Problem to work on: Copy every line that holds the string "fence" from the data below.

Data to use:
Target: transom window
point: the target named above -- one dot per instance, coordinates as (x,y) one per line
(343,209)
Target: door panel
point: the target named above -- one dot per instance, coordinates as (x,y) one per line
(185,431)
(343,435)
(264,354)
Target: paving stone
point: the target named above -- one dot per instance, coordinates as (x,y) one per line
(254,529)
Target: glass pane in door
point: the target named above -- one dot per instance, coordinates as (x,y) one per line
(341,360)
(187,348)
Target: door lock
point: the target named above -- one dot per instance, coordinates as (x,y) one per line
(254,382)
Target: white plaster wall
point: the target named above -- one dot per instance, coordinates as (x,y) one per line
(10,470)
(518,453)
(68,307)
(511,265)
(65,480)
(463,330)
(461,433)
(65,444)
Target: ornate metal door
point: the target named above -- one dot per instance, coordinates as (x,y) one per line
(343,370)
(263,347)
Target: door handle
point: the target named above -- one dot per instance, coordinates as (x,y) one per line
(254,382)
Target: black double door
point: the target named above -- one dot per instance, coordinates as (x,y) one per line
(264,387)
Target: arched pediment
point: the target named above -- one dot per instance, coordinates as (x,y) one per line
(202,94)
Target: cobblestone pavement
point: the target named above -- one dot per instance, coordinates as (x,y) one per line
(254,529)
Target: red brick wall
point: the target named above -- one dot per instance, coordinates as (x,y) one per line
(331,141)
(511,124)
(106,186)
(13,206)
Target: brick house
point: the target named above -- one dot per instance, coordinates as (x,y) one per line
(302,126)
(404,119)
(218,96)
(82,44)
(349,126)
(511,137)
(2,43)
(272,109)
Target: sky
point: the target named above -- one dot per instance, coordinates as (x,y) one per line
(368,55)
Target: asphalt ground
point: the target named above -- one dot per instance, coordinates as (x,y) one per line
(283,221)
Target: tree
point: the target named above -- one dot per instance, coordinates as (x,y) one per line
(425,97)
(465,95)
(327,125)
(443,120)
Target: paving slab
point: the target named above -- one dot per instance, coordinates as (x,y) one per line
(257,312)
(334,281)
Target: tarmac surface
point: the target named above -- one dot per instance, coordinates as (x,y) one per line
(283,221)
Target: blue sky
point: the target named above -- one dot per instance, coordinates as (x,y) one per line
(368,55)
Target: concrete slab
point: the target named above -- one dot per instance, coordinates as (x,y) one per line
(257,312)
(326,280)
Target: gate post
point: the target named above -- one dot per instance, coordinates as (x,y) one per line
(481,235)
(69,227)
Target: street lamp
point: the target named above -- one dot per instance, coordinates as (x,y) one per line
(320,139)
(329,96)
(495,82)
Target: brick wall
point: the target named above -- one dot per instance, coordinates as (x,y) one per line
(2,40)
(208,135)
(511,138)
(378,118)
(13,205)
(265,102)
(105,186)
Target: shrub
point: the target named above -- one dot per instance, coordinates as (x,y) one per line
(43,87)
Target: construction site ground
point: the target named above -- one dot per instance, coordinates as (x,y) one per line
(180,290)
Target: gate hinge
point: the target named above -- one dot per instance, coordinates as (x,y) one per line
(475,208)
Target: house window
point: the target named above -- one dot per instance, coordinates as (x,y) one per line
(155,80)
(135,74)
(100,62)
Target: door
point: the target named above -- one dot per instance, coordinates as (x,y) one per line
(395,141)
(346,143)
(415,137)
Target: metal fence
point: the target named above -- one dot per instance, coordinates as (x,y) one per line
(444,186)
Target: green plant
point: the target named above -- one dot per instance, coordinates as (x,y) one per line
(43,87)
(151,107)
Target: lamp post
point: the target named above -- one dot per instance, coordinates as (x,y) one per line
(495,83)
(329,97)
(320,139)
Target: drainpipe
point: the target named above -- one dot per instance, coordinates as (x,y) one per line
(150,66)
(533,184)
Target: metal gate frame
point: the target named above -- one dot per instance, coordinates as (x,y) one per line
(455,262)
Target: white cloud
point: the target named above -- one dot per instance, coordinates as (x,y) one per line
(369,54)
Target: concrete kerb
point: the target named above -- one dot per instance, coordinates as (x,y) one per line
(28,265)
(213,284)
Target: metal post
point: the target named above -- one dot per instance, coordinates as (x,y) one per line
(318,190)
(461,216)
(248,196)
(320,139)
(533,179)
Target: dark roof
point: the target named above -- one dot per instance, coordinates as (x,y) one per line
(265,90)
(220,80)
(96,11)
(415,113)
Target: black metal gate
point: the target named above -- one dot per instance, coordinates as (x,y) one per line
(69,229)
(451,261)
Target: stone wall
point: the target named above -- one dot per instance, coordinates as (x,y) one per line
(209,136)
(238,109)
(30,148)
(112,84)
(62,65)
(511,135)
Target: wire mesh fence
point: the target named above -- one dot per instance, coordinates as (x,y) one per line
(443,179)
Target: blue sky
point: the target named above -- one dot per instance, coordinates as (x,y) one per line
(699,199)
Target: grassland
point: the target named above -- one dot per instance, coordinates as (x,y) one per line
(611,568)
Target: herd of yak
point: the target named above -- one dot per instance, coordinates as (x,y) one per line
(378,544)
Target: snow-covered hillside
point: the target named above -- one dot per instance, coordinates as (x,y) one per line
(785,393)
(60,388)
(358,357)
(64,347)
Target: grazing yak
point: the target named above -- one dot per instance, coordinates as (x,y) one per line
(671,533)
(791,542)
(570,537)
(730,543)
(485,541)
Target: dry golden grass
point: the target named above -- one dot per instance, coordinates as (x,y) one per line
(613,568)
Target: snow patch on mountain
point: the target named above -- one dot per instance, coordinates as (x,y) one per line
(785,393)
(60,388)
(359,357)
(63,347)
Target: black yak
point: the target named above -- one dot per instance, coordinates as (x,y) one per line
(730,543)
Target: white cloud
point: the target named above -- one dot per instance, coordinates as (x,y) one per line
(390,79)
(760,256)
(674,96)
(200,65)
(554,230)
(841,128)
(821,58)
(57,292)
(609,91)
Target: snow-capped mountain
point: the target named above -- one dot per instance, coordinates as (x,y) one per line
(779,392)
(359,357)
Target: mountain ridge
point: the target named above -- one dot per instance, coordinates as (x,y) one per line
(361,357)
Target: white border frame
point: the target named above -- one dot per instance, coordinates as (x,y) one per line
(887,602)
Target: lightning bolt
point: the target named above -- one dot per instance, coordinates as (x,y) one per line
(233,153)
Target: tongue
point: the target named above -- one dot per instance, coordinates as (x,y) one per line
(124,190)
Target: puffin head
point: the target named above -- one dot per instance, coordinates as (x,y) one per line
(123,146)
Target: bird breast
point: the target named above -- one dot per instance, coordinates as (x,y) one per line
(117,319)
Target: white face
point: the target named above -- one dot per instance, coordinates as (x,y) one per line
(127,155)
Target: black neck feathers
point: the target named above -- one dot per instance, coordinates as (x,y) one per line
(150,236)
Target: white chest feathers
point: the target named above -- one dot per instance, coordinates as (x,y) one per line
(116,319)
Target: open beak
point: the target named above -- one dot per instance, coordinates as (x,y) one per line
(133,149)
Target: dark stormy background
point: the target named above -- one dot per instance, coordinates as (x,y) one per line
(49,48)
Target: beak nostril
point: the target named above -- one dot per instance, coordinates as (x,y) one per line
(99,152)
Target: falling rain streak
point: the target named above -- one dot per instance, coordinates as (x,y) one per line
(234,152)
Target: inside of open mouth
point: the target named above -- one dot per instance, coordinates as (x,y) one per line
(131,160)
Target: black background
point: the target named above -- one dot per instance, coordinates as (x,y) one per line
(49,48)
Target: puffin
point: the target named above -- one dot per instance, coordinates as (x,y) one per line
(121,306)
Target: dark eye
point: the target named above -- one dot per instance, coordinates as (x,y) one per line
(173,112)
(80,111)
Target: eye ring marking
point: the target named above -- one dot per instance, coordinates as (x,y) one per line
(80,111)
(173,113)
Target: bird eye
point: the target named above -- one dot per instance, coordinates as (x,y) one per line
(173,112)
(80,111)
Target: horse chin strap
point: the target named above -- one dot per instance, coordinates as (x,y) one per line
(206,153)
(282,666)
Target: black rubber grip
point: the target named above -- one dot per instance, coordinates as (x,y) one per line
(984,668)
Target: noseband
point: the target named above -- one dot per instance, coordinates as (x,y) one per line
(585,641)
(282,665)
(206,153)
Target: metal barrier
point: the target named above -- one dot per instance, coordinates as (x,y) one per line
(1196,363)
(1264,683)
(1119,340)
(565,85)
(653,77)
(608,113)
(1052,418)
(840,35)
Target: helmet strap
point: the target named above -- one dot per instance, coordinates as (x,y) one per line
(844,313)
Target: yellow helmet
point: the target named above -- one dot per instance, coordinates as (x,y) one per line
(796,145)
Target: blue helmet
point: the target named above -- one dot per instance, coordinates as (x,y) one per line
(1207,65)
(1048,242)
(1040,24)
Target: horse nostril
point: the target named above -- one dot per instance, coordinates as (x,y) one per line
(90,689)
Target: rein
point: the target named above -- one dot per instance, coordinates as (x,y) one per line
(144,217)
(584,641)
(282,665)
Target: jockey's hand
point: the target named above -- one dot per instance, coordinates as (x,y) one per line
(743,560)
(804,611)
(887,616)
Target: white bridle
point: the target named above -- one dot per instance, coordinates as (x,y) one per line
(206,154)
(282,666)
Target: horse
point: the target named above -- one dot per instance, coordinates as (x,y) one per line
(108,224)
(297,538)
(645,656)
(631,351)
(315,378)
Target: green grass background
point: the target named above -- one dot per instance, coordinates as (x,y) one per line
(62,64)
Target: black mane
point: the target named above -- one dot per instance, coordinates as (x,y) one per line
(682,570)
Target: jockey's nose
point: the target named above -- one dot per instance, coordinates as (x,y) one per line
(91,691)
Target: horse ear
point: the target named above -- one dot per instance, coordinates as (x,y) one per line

Result:
Target: metal fence
Target: wire mesh fence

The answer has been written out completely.